══ RECORDS SUPPLIED ══

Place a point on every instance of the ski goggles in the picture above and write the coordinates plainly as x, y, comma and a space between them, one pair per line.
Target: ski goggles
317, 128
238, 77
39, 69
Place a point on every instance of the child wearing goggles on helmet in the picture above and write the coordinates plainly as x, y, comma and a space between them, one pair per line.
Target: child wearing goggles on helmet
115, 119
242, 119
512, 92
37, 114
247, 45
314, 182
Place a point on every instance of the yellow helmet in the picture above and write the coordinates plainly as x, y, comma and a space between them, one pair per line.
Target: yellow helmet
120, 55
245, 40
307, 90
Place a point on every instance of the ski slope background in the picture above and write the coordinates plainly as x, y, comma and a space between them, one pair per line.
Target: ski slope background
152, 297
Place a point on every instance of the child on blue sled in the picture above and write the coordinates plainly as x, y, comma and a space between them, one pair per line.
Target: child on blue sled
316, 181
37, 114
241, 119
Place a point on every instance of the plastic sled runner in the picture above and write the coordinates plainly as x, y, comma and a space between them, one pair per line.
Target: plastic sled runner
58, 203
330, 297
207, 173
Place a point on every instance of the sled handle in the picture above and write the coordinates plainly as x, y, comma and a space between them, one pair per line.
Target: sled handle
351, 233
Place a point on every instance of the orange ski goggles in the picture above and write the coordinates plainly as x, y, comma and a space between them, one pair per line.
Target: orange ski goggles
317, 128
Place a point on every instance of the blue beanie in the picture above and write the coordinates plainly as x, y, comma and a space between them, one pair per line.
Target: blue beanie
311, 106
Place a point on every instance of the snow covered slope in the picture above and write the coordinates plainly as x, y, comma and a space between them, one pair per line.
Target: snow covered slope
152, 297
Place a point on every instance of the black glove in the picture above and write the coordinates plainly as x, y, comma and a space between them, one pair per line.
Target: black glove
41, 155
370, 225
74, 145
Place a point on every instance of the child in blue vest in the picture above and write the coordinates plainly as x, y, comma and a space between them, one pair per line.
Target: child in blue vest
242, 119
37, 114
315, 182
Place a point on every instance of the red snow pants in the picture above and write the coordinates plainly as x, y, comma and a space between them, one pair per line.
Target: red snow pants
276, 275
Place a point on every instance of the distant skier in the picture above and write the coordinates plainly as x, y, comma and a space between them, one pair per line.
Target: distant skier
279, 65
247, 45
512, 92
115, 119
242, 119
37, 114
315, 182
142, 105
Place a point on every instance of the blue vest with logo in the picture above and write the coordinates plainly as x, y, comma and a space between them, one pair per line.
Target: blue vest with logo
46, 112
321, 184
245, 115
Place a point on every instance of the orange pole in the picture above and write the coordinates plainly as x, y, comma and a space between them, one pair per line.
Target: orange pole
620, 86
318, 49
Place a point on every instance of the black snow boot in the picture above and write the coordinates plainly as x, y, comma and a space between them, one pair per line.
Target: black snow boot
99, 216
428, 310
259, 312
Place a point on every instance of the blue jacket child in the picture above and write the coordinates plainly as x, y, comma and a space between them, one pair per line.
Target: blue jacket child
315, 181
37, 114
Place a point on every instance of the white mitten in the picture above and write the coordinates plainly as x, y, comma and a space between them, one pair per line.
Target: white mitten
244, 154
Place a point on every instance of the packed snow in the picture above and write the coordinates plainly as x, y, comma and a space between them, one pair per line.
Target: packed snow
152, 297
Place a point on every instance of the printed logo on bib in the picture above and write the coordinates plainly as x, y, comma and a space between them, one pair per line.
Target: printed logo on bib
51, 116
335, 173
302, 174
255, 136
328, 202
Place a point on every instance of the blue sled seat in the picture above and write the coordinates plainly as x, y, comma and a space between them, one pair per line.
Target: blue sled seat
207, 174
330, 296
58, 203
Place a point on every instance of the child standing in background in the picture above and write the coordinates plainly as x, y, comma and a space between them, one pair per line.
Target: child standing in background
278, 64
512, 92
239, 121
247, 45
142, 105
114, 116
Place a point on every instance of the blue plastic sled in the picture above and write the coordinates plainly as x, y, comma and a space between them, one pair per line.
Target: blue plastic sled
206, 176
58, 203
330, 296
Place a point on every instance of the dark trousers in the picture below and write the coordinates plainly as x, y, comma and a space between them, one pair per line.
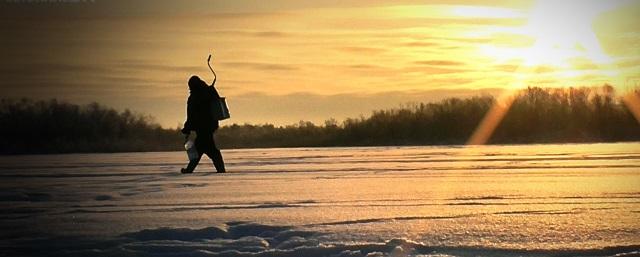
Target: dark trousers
205, 144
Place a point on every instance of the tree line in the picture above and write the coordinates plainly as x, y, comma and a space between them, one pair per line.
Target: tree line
536, 115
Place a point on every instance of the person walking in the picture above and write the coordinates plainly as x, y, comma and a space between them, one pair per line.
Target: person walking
201, 120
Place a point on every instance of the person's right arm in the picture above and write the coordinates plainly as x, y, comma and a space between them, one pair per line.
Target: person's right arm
188, 126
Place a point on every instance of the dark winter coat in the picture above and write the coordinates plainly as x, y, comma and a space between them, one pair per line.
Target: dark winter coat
199, 116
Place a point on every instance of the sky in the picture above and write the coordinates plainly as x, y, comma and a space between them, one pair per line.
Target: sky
283, 61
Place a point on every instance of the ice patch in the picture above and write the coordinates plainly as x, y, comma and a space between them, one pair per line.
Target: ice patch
241, 239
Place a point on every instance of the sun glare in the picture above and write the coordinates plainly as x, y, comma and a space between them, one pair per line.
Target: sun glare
562, 32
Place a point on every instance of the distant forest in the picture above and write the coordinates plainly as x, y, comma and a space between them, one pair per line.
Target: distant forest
537, 115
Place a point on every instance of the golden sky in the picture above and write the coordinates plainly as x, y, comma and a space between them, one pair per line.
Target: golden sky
283, 61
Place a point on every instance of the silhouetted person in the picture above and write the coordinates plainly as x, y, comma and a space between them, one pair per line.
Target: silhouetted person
200, 120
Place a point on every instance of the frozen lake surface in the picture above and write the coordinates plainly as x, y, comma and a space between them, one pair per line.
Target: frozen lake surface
529, 200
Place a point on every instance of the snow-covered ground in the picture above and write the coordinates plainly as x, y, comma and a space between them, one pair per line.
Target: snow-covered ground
531, 200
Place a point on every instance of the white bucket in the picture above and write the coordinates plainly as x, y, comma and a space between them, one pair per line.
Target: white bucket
192, 153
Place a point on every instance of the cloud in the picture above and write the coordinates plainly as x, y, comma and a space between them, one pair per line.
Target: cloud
263, 66
440, 63
362, 49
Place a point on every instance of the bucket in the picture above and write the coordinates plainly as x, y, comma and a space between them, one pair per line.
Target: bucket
192, 153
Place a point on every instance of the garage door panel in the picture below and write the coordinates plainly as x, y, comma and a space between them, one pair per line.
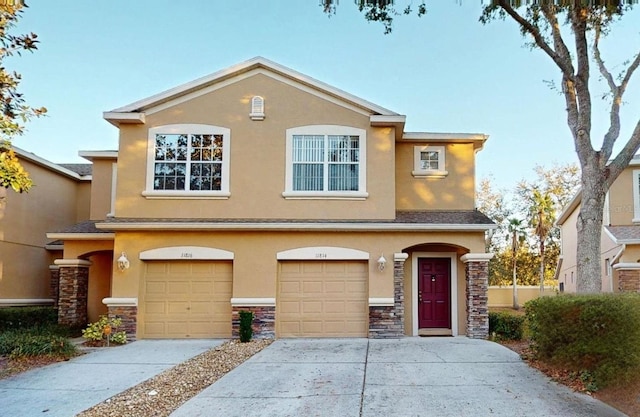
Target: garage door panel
334, 287
332, 307
184, 299
177, 288
312, 288
290, 287
158, 307
309, 307
155, 287
322, 299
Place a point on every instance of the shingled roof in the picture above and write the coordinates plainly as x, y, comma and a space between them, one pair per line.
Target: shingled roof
80, 169
624, 234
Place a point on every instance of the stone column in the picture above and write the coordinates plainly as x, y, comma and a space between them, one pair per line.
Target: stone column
628, 276
264, 316
477, 294
126, 309
54, 283
73, 289
386, 317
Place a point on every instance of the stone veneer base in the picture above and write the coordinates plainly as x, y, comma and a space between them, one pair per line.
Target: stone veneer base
128, 315
264, 321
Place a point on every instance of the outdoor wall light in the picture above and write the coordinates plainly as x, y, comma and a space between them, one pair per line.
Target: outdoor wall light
382, 262
123, 262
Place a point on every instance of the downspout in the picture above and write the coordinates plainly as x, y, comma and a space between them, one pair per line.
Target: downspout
613, 261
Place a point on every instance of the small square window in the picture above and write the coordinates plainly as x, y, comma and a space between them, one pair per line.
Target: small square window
429, 161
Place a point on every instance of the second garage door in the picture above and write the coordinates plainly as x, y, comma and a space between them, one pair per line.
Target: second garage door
322, 299
187, 299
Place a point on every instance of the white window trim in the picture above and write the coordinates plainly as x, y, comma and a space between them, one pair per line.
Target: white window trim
257, 108
636, 196
418, 172
326, 130
186, 129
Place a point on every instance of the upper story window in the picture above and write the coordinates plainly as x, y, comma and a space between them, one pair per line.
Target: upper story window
257, 108
188, 161
429, 161
326, 161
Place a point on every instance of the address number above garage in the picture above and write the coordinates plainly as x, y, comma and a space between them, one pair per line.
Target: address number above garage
186, 253
327, 253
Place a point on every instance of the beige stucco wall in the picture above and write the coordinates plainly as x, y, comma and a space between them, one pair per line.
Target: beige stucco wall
567, 274
53, 203
621, 198
101, 188
255, 265
455, 191
257, 163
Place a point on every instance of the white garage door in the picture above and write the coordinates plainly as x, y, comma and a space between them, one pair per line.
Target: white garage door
187, 300
322, 299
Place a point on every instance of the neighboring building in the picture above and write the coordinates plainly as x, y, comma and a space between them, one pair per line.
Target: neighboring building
620, 238
59, 198
259, 188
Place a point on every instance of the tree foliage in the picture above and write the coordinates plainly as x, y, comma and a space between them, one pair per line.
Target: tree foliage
14, 111
569, 33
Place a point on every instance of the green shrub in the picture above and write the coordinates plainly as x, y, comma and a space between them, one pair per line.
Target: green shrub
105, 331
246, 321
35, 342
506, 326
594, 335
26, 317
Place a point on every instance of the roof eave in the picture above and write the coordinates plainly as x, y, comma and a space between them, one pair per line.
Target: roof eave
286, 226
117, 118
80, 236
140, 106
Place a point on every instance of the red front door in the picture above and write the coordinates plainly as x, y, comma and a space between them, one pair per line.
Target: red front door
434, 293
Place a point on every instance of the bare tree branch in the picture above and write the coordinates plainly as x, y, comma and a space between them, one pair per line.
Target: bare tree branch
621, 160
614, 113
582, 131
567, 70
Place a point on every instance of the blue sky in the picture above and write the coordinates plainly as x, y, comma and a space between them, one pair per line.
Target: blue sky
446, 71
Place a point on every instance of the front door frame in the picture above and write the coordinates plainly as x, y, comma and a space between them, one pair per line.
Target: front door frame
454, 287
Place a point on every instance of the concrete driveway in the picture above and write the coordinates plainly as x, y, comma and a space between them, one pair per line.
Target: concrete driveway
399, 377
67, 388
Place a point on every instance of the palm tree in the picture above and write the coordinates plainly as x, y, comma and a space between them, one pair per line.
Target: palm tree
541, 219
517, 236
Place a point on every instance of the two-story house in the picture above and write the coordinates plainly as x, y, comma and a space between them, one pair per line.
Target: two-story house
59, 197
620, 237
259, 188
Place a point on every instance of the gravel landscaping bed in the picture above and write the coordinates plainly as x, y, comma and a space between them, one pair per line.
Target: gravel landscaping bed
164, 393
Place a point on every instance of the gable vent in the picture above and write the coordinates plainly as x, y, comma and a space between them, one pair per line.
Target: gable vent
257, 108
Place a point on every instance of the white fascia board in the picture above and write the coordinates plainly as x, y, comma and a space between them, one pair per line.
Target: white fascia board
387, 120
239, 69
116, 118
297, 226
92, 155
628, 241
81, 236
46, 164
444, 137
54, 247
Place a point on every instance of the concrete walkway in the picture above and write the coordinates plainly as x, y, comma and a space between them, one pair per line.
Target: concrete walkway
401, 377
67, 388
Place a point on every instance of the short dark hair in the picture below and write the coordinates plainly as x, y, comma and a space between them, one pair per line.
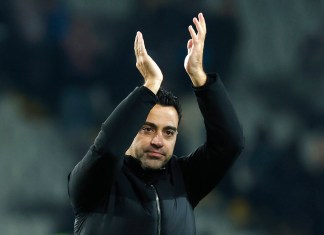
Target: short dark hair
166, 98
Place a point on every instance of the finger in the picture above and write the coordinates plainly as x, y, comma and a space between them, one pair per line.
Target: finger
189, 44
198, 26
202, 21
135, 43
192, 33
141, 44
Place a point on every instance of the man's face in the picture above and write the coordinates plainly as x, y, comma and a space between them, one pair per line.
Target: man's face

═══

• SET EXERCISE: Copy everything from the line containing "Place a point on every instance of the concrete walkway" down to the end of the entries, requests included, scaling every coordinate in the answers by 2.4 and rounding to whole numbers, with halves rounded up. Leave the pictures out of your answer.

• OUTPUT OF THE EXERCISE:
Place a point on every instance of the concrete walkway in the picture above and write the coordinates plainly as x, y, comma and a space between them, one pair per line.
Target: concrete walkway
962, 905
161, 931
Place a point on every instance of the short dark hair in the picture below and write the coordinates plainly as x, y, comma and a space between them, one pair per line.
Target: short dark hair
398, 235
Place a point on every instance of the finger in the picture above and write the coordinates plainly as x, y, comma and a space between them, one pair per line.
Target: finger
454, 106
475, 62
485, 50
324, 103
461, 79
338, 106
Place a point on every instance of the man's face in the picture above and write the coordinates plainly as x, y, comma and a space between them, one pair per line.
Target: man's face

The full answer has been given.